> [Dataset entries]:
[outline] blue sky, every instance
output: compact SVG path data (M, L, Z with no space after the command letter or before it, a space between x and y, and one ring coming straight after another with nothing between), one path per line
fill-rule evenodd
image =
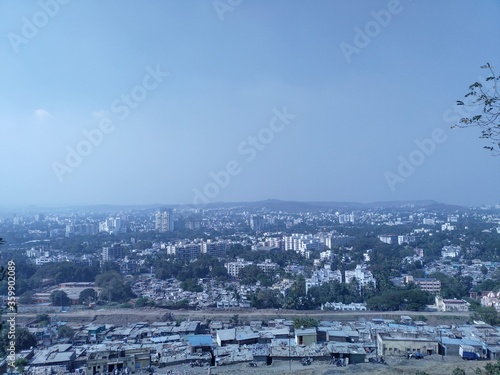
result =
M500 157L450 129L479 67L500 66L499 16L494 0L2 0L0 206L500 203Z

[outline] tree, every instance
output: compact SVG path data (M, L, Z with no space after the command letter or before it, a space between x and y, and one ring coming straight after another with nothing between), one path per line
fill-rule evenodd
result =
M457 105L465 106L470 110L470 115L460 119L452 128L478 127L481 130L479 138L490 143L484 148L494 155L500 155L500 95L497 86L500 77L495 75L489 63L481 68L488 70L488 77L484 82L474 82L469 86L469 92L465 94L467 102L457 100Z
M60 326L57 329L57 336L59 338L67 338L71 340L75 336L75 330L67 325Z
M36 302L34 296L35 296L34 292L27 291L23 293L21 297L19 297L19 303L21 305L33 305Z
M26 328L19 326L16 326L15 340L17 352L35 347L37 344L35 335L28 331ZM9 332L7 329L4 329L2 335L0 336L0 355L4 356L6 354L6 348L9 347L9 343Z
M90 305L97 301L97 292L92 288L84 289L80 292L78 300L82 305Z
M64 290L54 290L50 294L53 306L69 306L71 300Z
M293 320L293 327L295 329L303 328L316 328L318 327L318 320L314 318L310 318L308 316L297 317Z
M108 302L127 302L134 297L130 284L116 271L107 271L95 279L96 286L102 288L99 298Z
M491 325L497 325L500 322L497 310L493 306L479 306L471 314L471 317Z
M465 375L465 370L457 367L453 370L451 375Z

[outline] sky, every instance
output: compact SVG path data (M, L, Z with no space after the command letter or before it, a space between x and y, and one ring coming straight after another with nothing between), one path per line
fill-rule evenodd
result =
M0 0L0 207L500 203L496 0Z

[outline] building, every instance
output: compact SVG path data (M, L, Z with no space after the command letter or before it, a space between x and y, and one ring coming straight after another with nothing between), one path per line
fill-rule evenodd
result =
M102 248L103 262L110 262L123 258L123 248L119 243Z
M274 271L279 268L279 265L277 263L271 262L271 259L266 259L262 263L257 263L257 267L259 267L262 270L262 272L270 275L273 274Z
M433 293L433 294L440 294L441 293L441 281L439 281L436 278L432 277L426 277L426 278L420 278L420 277L413 277L413 276L406 276L405 277L405 284L409 283L414 283L416 286L418 286L420 289L423 291Z
M179 259L195 260L201 254L202 245L199 243L184 244L182 242L176 245L167 246L167 254L175 255Z
M462 299L443 299L441 296L436 296L436 307L438 311L446 312L467 312L470 304Z
M438 353L438 340L423 333L378 332L379 356L404 356L409 353L431 355Z
M386 235L380 235L378 236L378 239L382 241L383 243L392 245L398 242L398 236L393 235L393 234L386 234Z
M247 262L243 258L236 258L236 262L228 262L224 264L227 269L227 273L233 277L238 277L240 270L242 268L251 266L252 262Z
M109 234L127 233L128 222L121 217L110 217L99 223L99 232Z
M155 230L158 232L171 232L174 230L174 220L171 209L158 211L155 214Z
M103 350L88 355L86 375L129 370L129 373L150 366L149 348Z
M398 245L402 245L405 243L412 243L412 242L415 242L415 236L410 236L410 235L398 236Z
M226 255L228 244L225 241L211 241L201 243L202 254L208 254L216 258L222 258Z
M441 258L456 258L460 256L460 250L460 246L456 245L443 246Z
M305 328L295 330L296 345L312 345L318 341L318 333L316 328Z
M264 226L264 218L261 215L250 216L250 228L255 231L261 231Z

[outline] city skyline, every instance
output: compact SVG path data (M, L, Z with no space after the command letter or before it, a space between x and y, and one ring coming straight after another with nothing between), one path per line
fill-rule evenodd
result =
M4 1L0 208L497 204L500 158L450 127L480 66L500 72L499 15L493 0Z

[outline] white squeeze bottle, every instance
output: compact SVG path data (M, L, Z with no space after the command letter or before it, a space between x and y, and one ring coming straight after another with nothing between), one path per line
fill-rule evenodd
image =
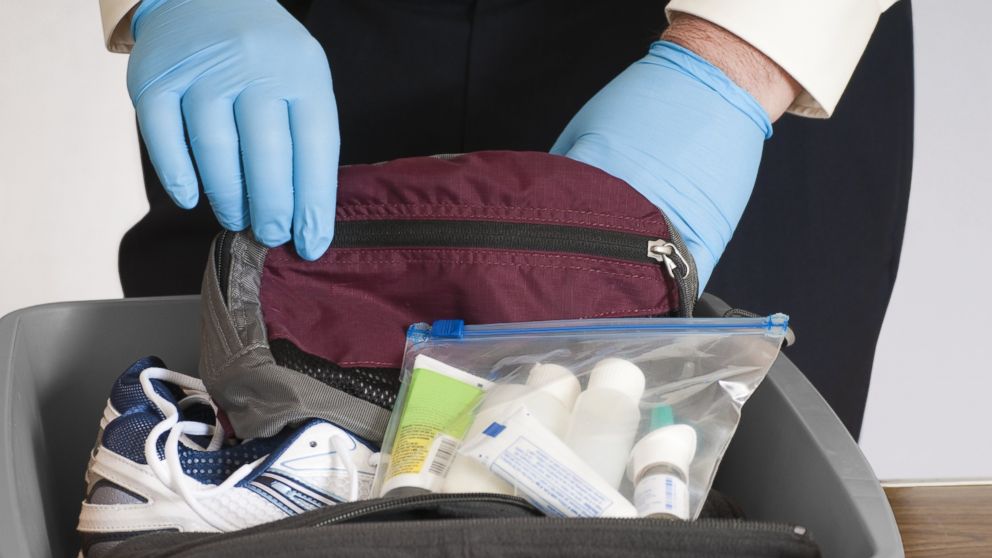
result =
M506 419L520 406L527 407L538 422L561 437L580 390L571 370L557 364L536 364L526 384L497 384L486 392L465 440L473 439L494 421ZM441 491L514 494L513 486L462 455L452 462Z
M572 410L568 444L613 488L620 486L641 421L644 372L622 358L596 363Z
M544 427L564 438L572 407L582 391L575 374L557 364L535 364L527 376L530 392L523 404Z

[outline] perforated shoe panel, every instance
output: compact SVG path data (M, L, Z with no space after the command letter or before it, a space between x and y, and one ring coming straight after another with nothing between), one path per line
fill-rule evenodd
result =
M140 378L141 372L151 367L165 368L165 363L156 356L139 359L114 382L110 390L110 404L118 413L125 413L134 407L148 405L150 403L148 396L145 395L144 388L141 387ZM169 401L178 401L184 396L179 386L174 384L161 380L152 380L151 385L156 393Z
M273 339L269 349L276 364L306 374L348 395L392 409L400 389L397 368L344 368L304 352L291 341Z

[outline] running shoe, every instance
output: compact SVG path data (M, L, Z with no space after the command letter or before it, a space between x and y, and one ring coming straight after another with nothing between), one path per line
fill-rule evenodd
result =
M86 471L80 555L151 532L228 532L366 499L378 454L323 420L228 439L203 383L139 360L114 383Z
M136 407L147 408L151 404L151 400L145 395L140 380L141 372L146 368L165 368L165 363L156 356L139 359L128 367L123 374L118 376L117 380L114 381L114 385L110 388L110 397L107 398L107 404L103 408L103 416L100 417L100 428L97 431L96 442L93 445L93 450L90 452L90 461L86 467L85 480L87 486L90 485L89 474L93 468L93 460L96 458L96 452L100 448L103 429L112 420L121 416L121 414ZM184 388L177 384L170 384L159 380L152 380L150 385L162 397L177 401L187 420L196 418L201 422L213 424L216 420L214 415L215 409L210 402L203 383L196 378L189 378L189 381L184 381L184 383L190 387ZM217 435L221 435L223 430L217 430L216 433ZM200 449L206 448L201 446Z

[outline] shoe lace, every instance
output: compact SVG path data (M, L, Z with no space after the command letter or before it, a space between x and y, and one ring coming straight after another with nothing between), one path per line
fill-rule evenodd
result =
M152 380L162 380L183 388L187 396L173 404L168 399L162 397L152 386ZM194 492L203 492L203 485L188 478L182 470L182 460L179 456L180 443L200 449L202 451L216 451L224 444L224 428L216 419L217 406L210 396L207 395L206 386L197 378L180 374L165 368L146 368L139 375L141 388L145 396L152 401L161 411L163 419L152 427L151 432L145 439L145 462L148 463L152 472L158 480L170 490L179 494L186 504L189 505L204 521L219 531L230 531L234 525L222 518L216 517L207 510L196 497ZM188 409L198 403L208 404L214 409L214 423L207 424L198 421L179 420L180 410ZM158 457L158 440L168 432L165 439L164 458ZM210 436L210 442L204 447L196 444L191 436ZM262 458L264 459L264 458ZM260 461L260 460L259 460ZM227 488L238 482L241 478L251 472L251 466L247 464L240 467L234 474L228 477L223 483L211 489ZM194 484L199 486L193 486ZM197 490L199 489L199 490Z
M179 400L177 404L165 399L155 391L151 380L158 379L173 383L183 388L187 395ZM231 531L238 526L231 524L223 518L217 517L200 503L200 498L211 491L221 491L229 489L237 484L244 477L249 475L267 456L246 463L239 467L227 479L219 485L208 486L190 479L183 473L182 461L179 455L180 443L201 449L202 451L215 451L224 444L224 428L220 424L217 416L217 406L207 394L206 386L197 378L180 374L165 368L147 368L139 376L142 390L165 417L162 421L152 427L148 437L145 439L145 462L148 463L152 472L162 484L173 492L179 494L183 500L195 511L204 521L219 531ZM198 421L179 420L180 410L185 410L194 404L207 404L214 409L214 423L207 424ZM158 440L168 432L165 439L164 458L158 457ZM210 436L210 442L206 446L196 444L191 436ZM358 468L352 458L349 445L353 441L343 433L335 433L330 439L331 447L335 454L341 459L345 470L348 472L351 486L349 487L349 501L356 501L359 498L359 478ZM199 497L198 497L199 496Z
M331 447L334 448L334 453L344 463L344 468L348 471L348 478L351 481L348 501L354 502L358 500L358 467L355 466L355 460L351 457L351 448L348 447L351 443L351 438L341 432L335 432L331 436Z

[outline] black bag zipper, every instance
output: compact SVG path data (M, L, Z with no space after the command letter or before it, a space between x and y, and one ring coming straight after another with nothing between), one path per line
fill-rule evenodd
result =
M431 504L451 504L451 503L479 503L479 504L504 504L518 506L527 510L536 510L527 500L517 496L507 496L504 494L490 494L490 493L462 493L462 494L421 494L418 496L408 496L405 498L380 498L376 500L367 500L365 505L358 507L349 507L346 510L336 510L334 507L325 508L324 513L320 513L319 518L314 518L313 521L304 523L303 525L295 525L295 527L327 527L329 525L337 525L341 523L347 523L349 521L354 521L356 519L361 519L363 517L368 517L378 513L385 512L402 512L405 510L413 510L422 506L429 506ZM338 513L336 513L338 512ZM313 513L313 512L311 512ZM303 516L299 516L301 519ZM476 519L476 521L490 521L505 523L508 521L520 521L520 520L532 519L536 521L541 521L545 524L557 524L562 522L575 521L576 518L566 518L566 517L533 517L533 518L486 518L486 519ZM788 523L775 523L775 522L756 522L756 521L743 521L740 519L718 519L718 518L704 518L697 519L695 521L664 521L659 519L651 519L646 517L591 517L582 518L582 521L593 522L595 524L622 524L622 525L637 525L643 524L645 527L657 527L659 525L665 525L670 528L678 529L679 527L684 527L686 529L698 529L700 526L727 526L735 525L740 530L750 531L750 532L767 532L767 533L781 533L781 534L793 534L798 536L805 536L807 530L805 527L792 525ZM695 527L694 527L695 525Z
M667 218L665 219L668 222ZM681 300L680 315L692 316L698 278L692 255L678 232L668 223L672 239L536 223L493 221L339 221L332 248L441 247L535 250L614 258L636 263L660 263L675 280ZM230 244L233 234L224 231L215 245L214 259L221 294L227 301Z
M369 500L365 505L351 506L346 510L336 510L334 508L326 508L325 511L329 512L327 515L322 515L321 519L314 522L308 523L306 527L325 527L327 525L334 525L337 523L345 523L355 519L360 519L362 517L367 517L377 513L383 512L399 512L404 510L413 510L422 506L429 506L431 504L454 504L454 503L470 503L470 504L503 504L509 506L516 506L529 511L536 511L534 506L530 505L527 500L519 498L517 496L506 496L504 494L488 494L488 493L464 493L464 494L421 494L417 496L407 496L405 498L380 498L377 500ZM339 512L339 513L335 513Z
M227 281L231 271L231 242L234 234L228 230L220 231L217 239L214 240L214 264L217 266L217 286L220 287L220 296L227 304Z
M346 524L350 521L368 519L380 513L396 513L404 511L416 511L418 508L436 504L499 504L519 507L526 511L538 512L523 498L516 496L506 496L502 494L488 493L465 493L465 494L423 494L405 498L376 499L364 502L351 502L338 504L320 510L314 510L301 515L289 517L281 521L263 524L246 529L244 531L217 535L215 540L198 541L196 544L200 550L204 550L213 543L221 545L232 544L233 539L242 537L253 537L264 533L277 533L283 531L293 531L297 529L316 529L330 527L334 525ZM429 529L437 525L441 519L413 519L403 521L404 525L423 525ZM706 529L733 529L740 534L755 536L790 537L798 539L807 544L813 544L812 538L805 527L781 522L756 522L744 521L740 519L717 519L704 518L696 521L665 521L650 518L559 518L544 517L534 515L531 517L490 517L471 518L461 521L469 521L474 526L482 528L486 525L493 527L501 525L520 525L521 522L535 522L542 527L554 527L574 525L582 522L590 526L616 526L616 527L643 527L646 529L665 529L667 532L675 533L699 533ZM385 528L385 527L383 527Z
M506 496L503 494L489 494L489 493L464 493L464 494L421 494L418 496L408 496L405 498L380 498L377 500L368 500L366 504L359 507L349 507L347 510L341 510L340 513L335 513L338 510L335 508L325 508L324 512L320 513L319 518L314 518L313 521L304 523L302 525L294 525L297 527L327 527L329 525L338 525L341 523L347 523L349 521L354 521L356 519L361 519L363 517L368 517L378 513L385 512L402 512L405 510L413 510L422 506L429 506L431 504L451 504L451 503L480 503L480 504L504 504L504 505L515 505L524 509L534 510L527 500L519 498L517 496ZM311 512L313 513L313 512ZM298 516L302 519L303 516ZM561 524L567 522L576 521L576 518L566 518L566 517L533 517L533 518L506 518L506 517L496 517L496 518L486 518L486 519L476 519L475 521L486 521L495 523L506 523L513 521L540 521L542 524ZM645 527L659 527L665 526L670 529L699 529L701 527L726 527L733 525L735 528L741 531L756 532L756 533L778 533L778 534L792 534L800 537L807 536L807 529L799 525L792 525L789 523L776 523L776 522L757 522L757 521L743 521L740 519L717 519L717 518L704 518L697 519L695 521L664 521L659 519L651 519L646 517L590 517L582 518L581 521L594 523L597 525L643 525Z

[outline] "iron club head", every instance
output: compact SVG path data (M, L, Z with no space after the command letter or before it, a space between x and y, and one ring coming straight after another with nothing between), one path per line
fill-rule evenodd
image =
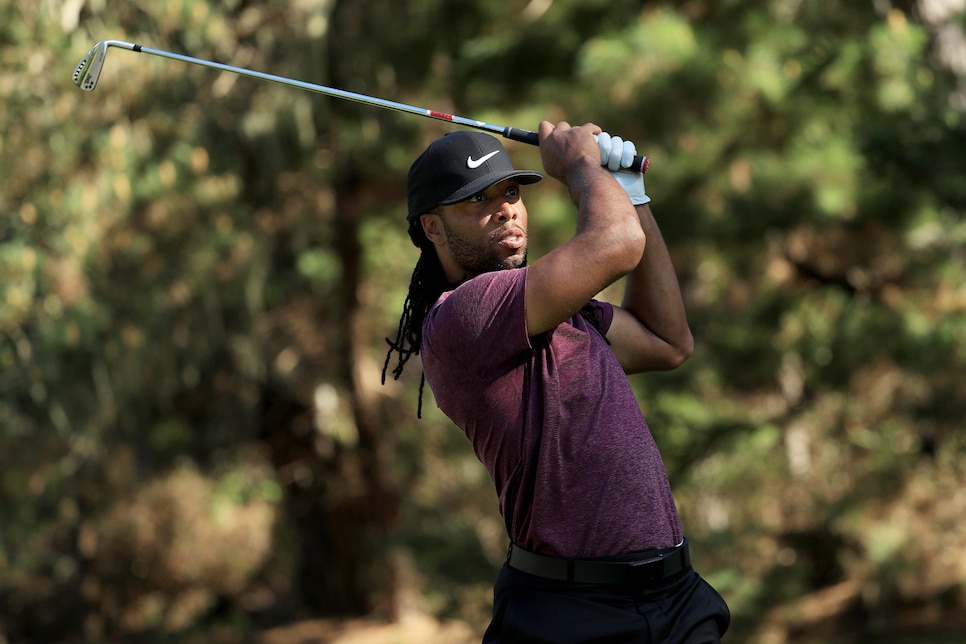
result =
M104 68L107 47L106 40L97 43L84 54L81 61L77 63L77 67L74 68L74 84L85 92L90 92L97 86L97 79L100 78L101 70Z

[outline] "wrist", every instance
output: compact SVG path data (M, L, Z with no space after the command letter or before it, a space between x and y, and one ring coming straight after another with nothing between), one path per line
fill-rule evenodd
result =
M644 190L644 175L639 172L615 172L614 179L620 184L624 192L635 206L641 206L651 201Z
M573 160L567 168L564 179L571 194L576 197L587 192L591 186L600 182L608 174L610 172L600 165L598 159L591 156L582 156Z
M602 170L603 167L600 165L600 160L590 154L582 154L570 163L567 168L567 177L591 177L596 172Z
M651 198L646 193L641 192L639 196L631 197L631 203L635 206L646 206L651 203Z

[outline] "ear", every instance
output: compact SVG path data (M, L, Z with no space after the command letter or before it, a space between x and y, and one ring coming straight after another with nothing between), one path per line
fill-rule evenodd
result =
M443 228L443 220L439 215L426 213L419 217L419 223L423 226L423 233L426 239L436 244L444 246L446 244L446 230Z

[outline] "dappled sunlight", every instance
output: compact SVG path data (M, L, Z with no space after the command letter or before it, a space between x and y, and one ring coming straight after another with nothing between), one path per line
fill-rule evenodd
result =
M479 641L506 555L380 378L458 128L120 49L81 91L110 38L633 140L695 350L631 384L732 640L963 641L966 3L900 4L0 3L0 642ZM539 261L571 194L523 198Z

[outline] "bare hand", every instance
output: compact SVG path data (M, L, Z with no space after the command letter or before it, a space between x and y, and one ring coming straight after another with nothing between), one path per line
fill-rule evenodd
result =
M540 157L547 174L569 185L571 174L589 161L600 166L600 147L594 139L603 130L593 123L571 126L566 121L556 125L540 123Z

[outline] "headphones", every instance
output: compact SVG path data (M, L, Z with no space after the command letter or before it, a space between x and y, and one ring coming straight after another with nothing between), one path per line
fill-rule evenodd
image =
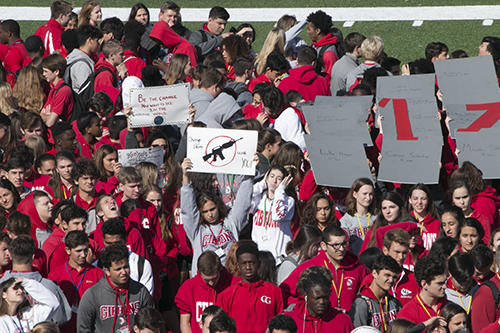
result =
M307 295L306 295L306 296L304 296L304 300L307 302Z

> [WHAT THE TASK ASKS]: Search the entries for the word "shoe" and pick out every line that holds it.

> [RESULT OF THIS TASK]:
[outline] perforated shoe panel, every instance
[outline] running shoe, every instance
[outline] shoe lace, every instance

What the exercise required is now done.